MATERIAL FOR THIS TASK:

Start of Block

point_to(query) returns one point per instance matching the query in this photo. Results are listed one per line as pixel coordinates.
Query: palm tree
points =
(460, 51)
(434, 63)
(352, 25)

End of Block

An exact copy of every line above, start to finish, is required.

REPLY TO THE TASK:
point_to(query) returns one point per instance matching the query in this photo. Results are listed one per line as pixel coordinates.
Query: palm tree
points =
(460, 51)
(434, 63)
(352, 25)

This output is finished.